TASK DIRECTIONS: Leave out the pictures and restate the rest of the data exactly.

INFORMATION GIVEN:
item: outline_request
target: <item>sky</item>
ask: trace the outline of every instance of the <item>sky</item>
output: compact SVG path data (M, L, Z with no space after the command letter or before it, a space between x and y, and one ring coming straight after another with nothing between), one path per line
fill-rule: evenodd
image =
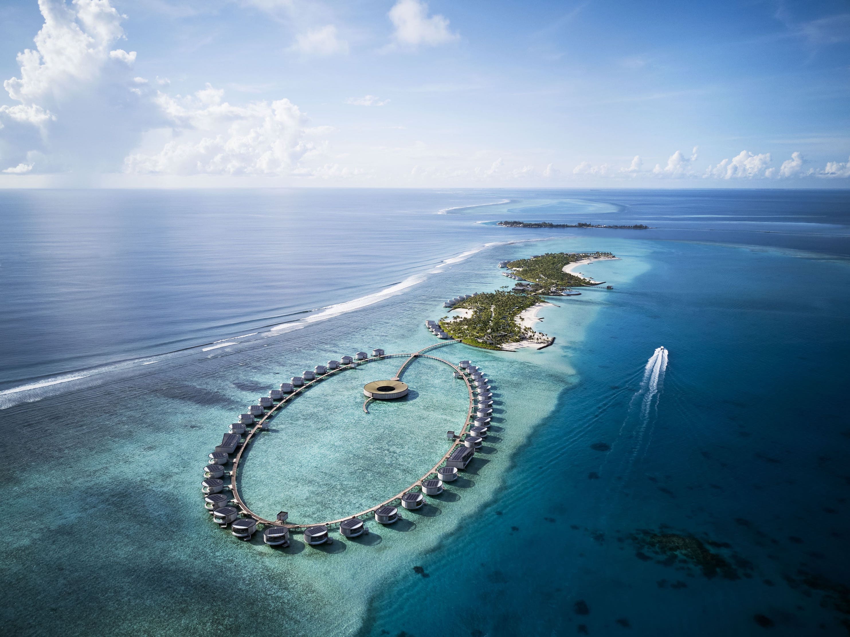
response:
M847 0L4 0L0 187L850 187Z

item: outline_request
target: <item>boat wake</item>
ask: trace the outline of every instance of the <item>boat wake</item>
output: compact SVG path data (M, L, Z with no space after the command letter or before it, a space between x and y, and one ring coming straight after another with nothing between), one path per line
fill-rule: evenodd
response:
M664 389L664 376L667 369L667 350L659 347L643 367L643 375L638 391L629 401L626 419L620 429L620 435L631 430L631 452L628 454L627 474L638 455L646 454L652 440L658 401Z

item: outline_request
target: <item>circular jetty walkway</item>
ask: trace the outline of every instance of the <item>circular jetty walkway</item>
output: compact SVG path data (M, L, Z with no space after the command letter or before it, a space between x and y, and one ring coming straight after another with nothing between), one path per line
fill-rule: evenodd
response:
M343 522L346 520L350 520L351 518L359 518L363 515L368 515L370 514L373 514L376 510L377 510L381 507L386 506L395 500L400 500L405 493L411 491L411 489L414 489L417 486L421 487L422 481L428 480L429 475L435 474L437 472L437 469L439 469L439 466L451 455L452 452L454 452L458 446L463 444L462 436L464 434L467 433L467 429L469 428L470 424L472 424L472 416L473 416L473 412L474 410L475 403L474 403L474 396L473 395L473 384L470 381L470 378L466 374L462 373L462 370L457 366L449 362L448 361L445 361L445 359L438 358L437 356L432 356L425 353L431 350L434 350L438 347L450 345L454 343L460 343L460 342L461 341L458 339L458 340L448 341L445 343L438 343L436 344L429 345L428 347L420 350L417 352L413 352L412 354L384 354L380 356L371 356L363 361L352 361L352 363L348 365L341 365L337 369L328 370L327 373L324 374L323 376L317 377L314 380L305 382L303 385L295 388L295 390L292 391L292 394L289 394L288 395L282 398L280 401L276 405L274 405L269 410L269 412L263 416L261 419L257 421L257 424L254 425L254 428L251 429L251 431L249 431L247 435L246 436L244 443L240 447L239 452L236 453L236 457L233 459L233 468L230 470L230 491L233 494L232 499L236 501L241 513L246 516L253 518L260 524L264 524L267 526L286 526L286 528L291 529L292 531L303 531L304 529L309 526L316 526L331 527L338 526L341 522ZM467 390L469 391L469 408L467 411L467 417L463 422L463 427L461 429L461 431L456 436L455 441L449 447L449 450L445 452L445 454L442 458L439 458L437 464L434 464L434 467L430 470L428 470L424 475L422 475L419 480L417 480L416 482L414 482L405 489L403 489L402 491L399 492L392 498L384 500L383 502L376 504L375 506L371 507L370 509L366 509L358 513L354 513L350 515L346 515L345 517L339 518L337 520L331 520L325 522L310 522L309 524L306 523L289 524L276 520L266 520L265 518L260 517L256 513L252 511L248 508L248 506L245 503L245 501L242 500L242 497L239 494L239 486L237 485L236 476L239 471L239 464L242 459L242 453L248 447L248 445L250 445L251 442L253 440L255 440L254 436L264 429L264 424L267 420L274 417L279 412L279 410L282 409L286 405L289 404L290 401L292 401L296 397L303 394L308 389L314 386L317 383L320 383L320 381L328 378L333 376L334 374L339 373L340 372L343 372L346 369L352 369L354 367L356 367L362 363L370 362L372 361L380 361L385 358L395 358L395 357L406 357L407 360L405 361L405 362L401 365L400 367L399 367L399 371L396 373L395 378L393 378L393 380L396 381L401 380L402 374L405 373L405 370L410 366L410 364L413 362L414 359L417 357L422 357L422 358L430 358L434 361L439 361L442 363L445 363L450 367L451 367L456 373L458 373L459 377L463 378L463 381L467 384ZM366 402L368 401L369 401L367 400ZM368 413L366 408L366 404L364 404L363 406L363 411Z

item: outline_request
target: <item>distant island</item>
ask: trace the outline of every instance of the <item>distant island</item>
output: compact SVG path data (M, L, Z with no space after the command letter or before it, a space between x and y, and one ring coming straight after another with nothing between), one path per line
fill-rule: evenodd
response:
M542 297L506 290L485 292L456 304L459 316L439 320L439 327L454 338L485 350L513 349L509 344L533 342L546 344L546 334L538 334L524 324L521 315L541 305ZM518 321L518 319L519 319ZM535 319L536 320L536 319Z
M568 287L597 286L605 282L593 281L573 271L580 265L604 259L616 259L616 257L609 252L547 253L536 254L530 259L502 261L499 266L511 270L509 274L506 273L506 276L517 281L529 282L517 286L525 289L527 293L570 296L571 291L566 289Z
M616 257L608 252L547 253L502 261L499 267L510 270L505 276L519 282L513 289L503 286L496 292L446 301L445 304L457 315L443 316L439 330L467 344L486 350L513 351L520 347L547 347L554 343L554 338L533 329L534 324L541 320L537 318L537 311L548 304L543 297L578 295L580 293L570 288L604 283L572 270L607 259ZM442 338L446 338L445 334Z
M635 225L604 225L602 224L552 224L548 221L526 223L525 221L500 221L496 225L506 228L620 228L621 230L649 230L649 225L636 224Z

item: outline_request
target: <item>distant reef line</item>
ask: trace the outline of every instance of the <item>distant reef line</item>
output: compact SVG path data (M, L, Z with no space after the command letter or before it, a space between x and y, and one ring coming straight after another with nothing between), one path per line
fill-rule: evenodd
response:
M583 224L581 221L577 224L552 224L549 221L536 221L533 223L525 221L500 221L496 225L502 225L506 228L618 228L620 230L649 230L649 226L643 225L643 224L635 224L634 225L607 225L604 224Z

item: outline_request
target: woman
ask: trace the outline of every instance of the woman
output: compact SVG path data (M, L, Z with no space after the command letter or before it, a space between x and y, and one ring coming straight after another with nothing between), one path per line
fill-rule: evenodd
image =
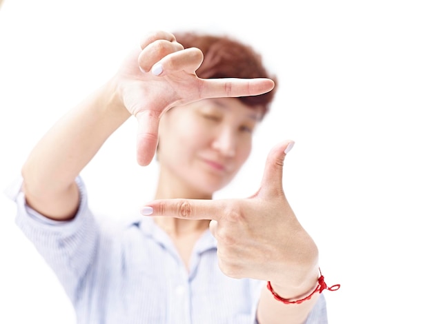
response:
M211 200L246 160L274 86L238 41L155 32L41 139L22 168L17 222L78 323L326 323L317 248L282 188L293 142L271 150L253 196ZM112 230L89 210L79 174L131 115L138 163L157 151L157 200Z

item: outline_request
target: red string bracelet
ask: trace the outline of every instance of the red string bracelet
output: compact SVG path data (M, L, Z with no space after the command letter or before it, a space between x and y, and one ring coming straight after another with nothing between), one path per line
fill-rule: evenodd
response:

TASK RESPONSE:
item: outline_request
target: <item>sky</item>
ask: trace the outline of every instance of the <item>sky</item>
output: compact SVG path data (M, L, Z with no space after the command letter or before it, a space between x and y, and one ring coming straight after another with nothing between), one path per line
fill-rule: evenodd
image =
response:
M847 0L4 0L0 187L850 187Z

item: outline_request
target: <item>boat wake</item>
ask: trace the outline of every instance of the <item>boat wake</item>
output: compact SVG path data (M, L, Z with no space after the command letter or before it, a space between x and y, and one ring coming straight after another with nothing between), one path per line
fill-rule: evenodd
response:
M664 389L664 376L667 369L667 350L659 347L643 367L643 375L638 391L629 401L626 419L620 429L620 435L631 430L631 452L628 454L627 474L638 455L646 454L652 440L658 401Z

item: outline_request
target: <item>circular jetty walkway</item>
ask: trace the outline of every instance of the <item>circular jetty walkway</item>
output: compact SVG path data (M, L, Z with no space after the command letter or before it, a space between x and y, and one ring coming straight after another with nothing between), one path per line
fill-rule: evenodd
response:
M343 522L346 520L350 520L351 518L359 518L363 515L368 515L370 514L373 514L376 510L377 510L381 507L386 506L395 500L400 500L405 493L411 491L411 489L414 489L417 486L421 487L422 481L428 480L429 475L435 474L437 472L437 469L439 469L439 466L451 455L452 452L454 452L458 446L463 444L462 436L464 434L467 433L467 429L469 428L470 424L472 424L472 416L473 416L473 412L474 410L475 403L474 403L474 396L473 395L473 384L470 381L470 378L466 374L462 373L462 370L457 366L449 362L448 361L445 361L445 359L438 358L437 356L432 356L425 353L431 350L434 350L438 347L450 345L454 343L460 343L460 342L461 341L458 339L458 340L448 341L445 343L438 343L436 344L429 345L428 347L420 350L417 352L413 352L412 354L384 354L380 356L371 356L363 361L352 361L352 363L348 365L341 365L337 369L328 370L327 373L324 374L323 376L317 377L314 380L305 382L303 385L295 388L295 390L292 391L292 394L289 394L288 395L282 398L280 401L276 405L274 405L269 410L269 412L263 416L261 419L257 421L257 424L254 425L254 428L251 429L251 431L249 431L247 435L246 436L244 443L240 447L239 452L236 453L236 457L233 459L233 468L230 470L230 491L233 494L232 499L236 501L241 513L246 516L253 518L260 524L264 524L267 526L286 526L286 528L291 529L292 531L303 531L304 529L309 526L316 526L331 527L338 526L341 522ZM467 390L469 391L469 408L467 411L467 417L463 422L463 427L461 429L461 431L456 436L455 441L449 447L449 450L445 452L445 454L442 458L439 458L437 464L434 464L434 467L430 470L428 470L424 475L422 475L419 480L417 480L416 482L414 482L405 489L403 489L402 491L399 492L392 498L384 500L383 502L376 504L375 506L371 507L370 509L366 509L358 513L354 513L350 515L346 515L345 517L339 518L337 520L331 520L325 522L310 522L309 524L306 523L289 524L276 520L266 520L265 518L260 517L256 513L252 511L248 508L248 506L245 503L245 501L242 500L242 497L239 494L239 486L237 485L236 476L239 471L239 464L242 459L242 453L248 447L248 445L250 445L251 442L253 440L255 440L254 436L264 429L264 424L267 420L274 417L279 412L279 410L282 409L286 405L289 404L290 401L292 401L296 397L303 394L308 389L314 386L317 383L320 383L320 381L328 378L333 376L334 374L339 373L340 372L343 372L346 369L352 369L354 367L356 367L362 363L370 362L372 361L380 361L385 358L395 358L395 357L406 357L407 360L405 361L405 362L401 365L400 367L399 367L399 371L396 373L395 378L393 378L393 380L396 381L401 380L402 374L405 373L405 370L410 366L410 364L413 362L414 359L417 357L422 357L422 358L430 358L434 361L439 361L442 363L445 363L450 367L451 367L456 373L458 373L459 377L463 378L463 381L467 384ZM366 402L368 401L369 401L367 400ZM368 413L366 408L366 404L364 404L363 406L363 411Z

item: outline_request
target: <item>distant island</item>
ask: trace the outline of every instance of the <item>distant island</item>
output: compact SVG path data (M, L, Z with no space after the command letter or before it, a space between x and y, and one ring coming straight after another with nothing between), one path per line
fill-rule: evenodd
response:
M542 297L506 290L485 292L456 304L459 316L439 320L439 327L454 338L485 350L513 349L509 344L533 342L546 344L546 334L538 334L524 324L521 315L541 305ZM518 321L518 319L519 319ZM535 319L536 320L536 319Z
M568 287L597 286L605 282L593 281L573 271L580 265L604 259L616 259L616 257L609 252L547 253L536 254L530 259L502 261L499 266L511 270L509 274L506 273L506 276L517 281L529 282L517 286L525 289L527 293L570 296L571 291L566 289Z
M616 257L608 252L547 253L502 261L499 267L510 270L505 276L519 282L513 289L503 286L496 292L446 301L445 304L457 315L443 316L439 330L467 344L486 350L513 351L520 347L547 347L554 343L554 338L533 329L534 324L541 320L537 318L537 311L548 304L543 297L578 295L580 293L570 288L604 283L572 270L607 259ZM442 338L446 338L445 334Z
M635 225L604 225L602 224L552 224L548 221L526 223L525 221L500 221L496 225L506 228L620 228L621 230L649 230L649 225L636 224Z

item: outline_request
target: <item>distant reef line</item>
ask: trace the outline of every instance of the <item>distant reef line</item>
output: compact SVG path data (M, L, Z with no space after the command letter or before it, a space between x and y, and one ring coming straight after another with nothing between), one path per line
fill-rule: evenodd
response:
M583 224L581 221L577 224L552 224L549 221L536 221L533 223L525 221L500 221L496 225L502 225L506 228L618 228L620 230L649 230L649 226L643 225L643 224L635 224L634 225L607 225L604 224Z

item: outline_request
target: woman
ask: trace the outline of every instance of the woman
output: compact SVG path data (M, L, Z with no space after the command letter or before it, a space between x and y, and one ring coming straight after another with nothing between), one path per line
fill-rule: evenodd
image =
response:
M211 200L246 160L274 86L238 41L155 32L41 139L22 168L17 222L78 323L326 323L317 248L282 188L293 142L271 150L253 196ZM112 230L89 210L79 174L131 115L138 163L157 151L157 200Z

item: outline_request
target: red string bracelet
ask: trace the outline of every instance of the red string bracelet
output: compact SVG path data (M, L, Z with no space after the command letter or before it, a space between x and y, and one ring coming straight after another with nothing between), one path per line
fill-rule: evenodd
response:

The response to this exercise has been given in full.